## PROBLEM TO SOLVE
In the data below, how many lines contain the string "spire"? Give only the figure.

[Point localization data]
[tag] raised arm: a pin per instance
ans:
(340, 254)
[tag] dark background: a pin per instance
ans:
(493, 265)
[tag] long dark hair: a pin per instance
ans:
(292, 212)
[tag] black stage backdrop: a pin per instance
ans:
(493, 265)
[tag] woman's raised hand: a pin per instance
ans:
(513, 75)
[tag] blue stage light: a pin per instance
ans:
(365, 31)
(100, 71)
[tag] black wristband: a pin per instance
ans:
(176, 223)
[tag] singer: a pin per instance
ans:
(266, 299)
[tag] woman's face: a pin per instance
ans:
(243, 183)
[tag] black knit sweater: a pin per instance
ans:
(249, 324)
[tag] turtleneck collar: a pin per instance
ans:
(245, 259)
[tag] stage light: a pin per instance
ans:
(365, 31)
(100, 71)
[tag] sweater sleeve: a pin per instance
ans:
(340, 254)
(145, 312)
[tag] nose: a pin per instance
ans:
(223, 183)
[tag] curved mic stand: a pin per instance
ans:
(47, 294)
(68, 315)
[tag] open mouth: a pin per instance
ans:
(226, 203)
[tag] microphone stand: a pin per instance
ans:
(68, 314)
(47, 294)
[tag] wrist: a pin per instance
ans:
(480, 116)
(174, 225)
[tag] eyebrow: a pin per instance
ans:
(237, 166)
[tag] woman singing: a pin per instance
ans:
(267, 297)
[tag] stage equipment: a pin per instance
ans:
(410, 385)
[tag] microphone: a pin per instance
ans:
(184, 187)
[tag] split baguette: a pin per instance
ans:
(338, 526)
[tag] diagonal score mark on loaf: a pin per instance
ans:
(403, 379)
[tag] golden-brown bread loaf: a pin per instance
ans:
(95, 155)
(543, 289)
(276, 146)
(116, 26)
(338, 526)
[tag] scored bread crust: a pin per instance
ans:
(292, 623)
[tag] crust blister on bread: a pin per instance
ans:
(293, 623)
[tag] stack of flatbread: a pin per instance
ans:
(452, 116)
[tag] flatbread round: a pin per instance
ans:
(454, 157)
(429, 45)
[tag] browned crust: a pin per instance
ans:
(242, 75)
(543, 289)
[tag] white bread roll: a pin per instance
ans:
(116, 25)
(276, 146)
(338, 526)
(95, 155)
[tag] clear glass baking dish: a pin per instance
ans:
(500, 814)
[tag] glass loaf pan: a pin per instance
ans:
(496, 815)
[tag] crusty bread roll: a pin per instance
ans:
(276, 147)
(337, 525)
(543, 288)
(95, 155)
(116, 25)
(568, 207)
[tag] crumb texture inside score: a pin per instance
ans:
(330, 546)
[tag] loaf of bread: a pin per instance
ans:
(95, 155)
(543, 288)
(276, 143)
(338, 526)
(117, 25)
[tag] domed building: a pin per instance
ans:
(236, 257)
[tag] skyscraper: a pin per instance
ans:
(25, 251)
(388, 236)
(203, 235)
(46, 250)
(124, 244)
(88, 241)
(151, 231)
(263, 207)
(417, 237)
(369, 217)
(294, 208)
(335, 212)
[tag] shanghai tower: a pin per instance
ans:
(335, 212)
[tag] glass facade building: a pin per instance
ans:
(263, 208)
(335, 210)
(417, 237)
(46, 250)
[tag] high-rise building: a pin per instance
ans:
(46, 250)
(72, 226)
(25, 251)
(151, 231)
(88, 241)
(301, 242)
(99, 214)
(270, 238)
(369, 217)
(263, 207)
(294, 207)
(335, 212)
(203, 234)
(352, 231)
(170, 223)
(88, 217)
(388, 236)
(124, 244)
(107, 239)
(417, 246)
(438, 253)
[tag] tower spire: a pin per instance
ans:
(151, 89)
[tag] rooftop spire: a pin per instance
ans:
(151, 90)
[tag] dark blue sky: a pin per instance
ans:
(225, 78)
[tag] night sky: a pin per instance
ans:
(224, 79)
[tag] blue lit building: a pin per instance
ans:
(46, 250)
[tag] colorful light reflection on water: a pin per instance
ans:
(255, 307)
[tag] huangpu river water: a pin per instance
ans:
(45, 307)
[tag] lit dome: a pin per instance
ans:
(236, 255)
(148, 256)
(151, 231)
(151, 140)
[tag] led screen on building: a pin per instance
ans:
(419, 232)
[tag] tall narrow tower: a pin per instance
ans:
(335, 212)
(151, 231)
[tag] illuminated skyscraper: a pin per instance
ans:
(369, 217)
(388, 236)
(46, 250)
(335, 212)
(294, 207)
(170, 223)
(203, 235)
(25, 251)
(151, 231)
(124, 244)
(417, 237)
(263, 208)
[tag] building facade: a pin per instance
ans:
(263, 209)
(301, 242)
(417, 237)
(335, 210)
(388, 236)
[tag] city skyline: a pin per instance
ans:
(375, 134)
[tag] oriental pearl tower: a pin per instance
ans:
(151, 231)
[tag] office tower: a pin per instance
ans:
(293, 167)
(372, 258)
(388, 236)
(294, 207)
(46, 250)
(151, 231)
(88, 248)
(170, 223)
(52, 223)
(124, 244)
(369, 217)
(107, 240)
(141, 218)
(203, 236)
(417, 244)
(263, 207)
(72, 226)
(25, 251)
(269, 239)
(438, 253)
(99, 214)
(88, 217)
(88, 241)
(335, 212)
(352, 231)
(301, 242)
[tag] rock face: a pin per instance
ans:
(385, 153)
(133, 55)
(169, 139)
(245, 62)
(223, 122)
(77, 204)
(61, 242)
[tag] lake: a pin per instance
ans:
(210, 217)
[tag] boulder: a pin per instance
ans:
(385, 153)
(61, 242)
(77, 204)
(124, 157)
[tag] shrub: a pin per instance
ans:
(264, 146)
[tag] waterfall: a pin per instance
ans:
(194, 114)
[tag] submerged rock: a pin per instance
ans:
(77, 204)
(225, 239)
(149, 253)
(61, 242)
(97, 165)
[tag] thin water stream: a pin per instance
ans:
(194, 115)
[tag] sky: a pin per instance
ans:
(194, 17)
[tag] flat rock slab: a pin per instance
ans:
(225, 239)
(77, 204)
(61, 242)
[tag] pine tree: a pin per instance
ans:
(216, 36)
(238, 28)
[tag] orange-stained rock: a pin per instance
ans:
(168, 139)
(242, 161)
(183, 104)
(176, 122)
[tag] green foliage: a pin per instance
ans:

## ANSWER BELOW
2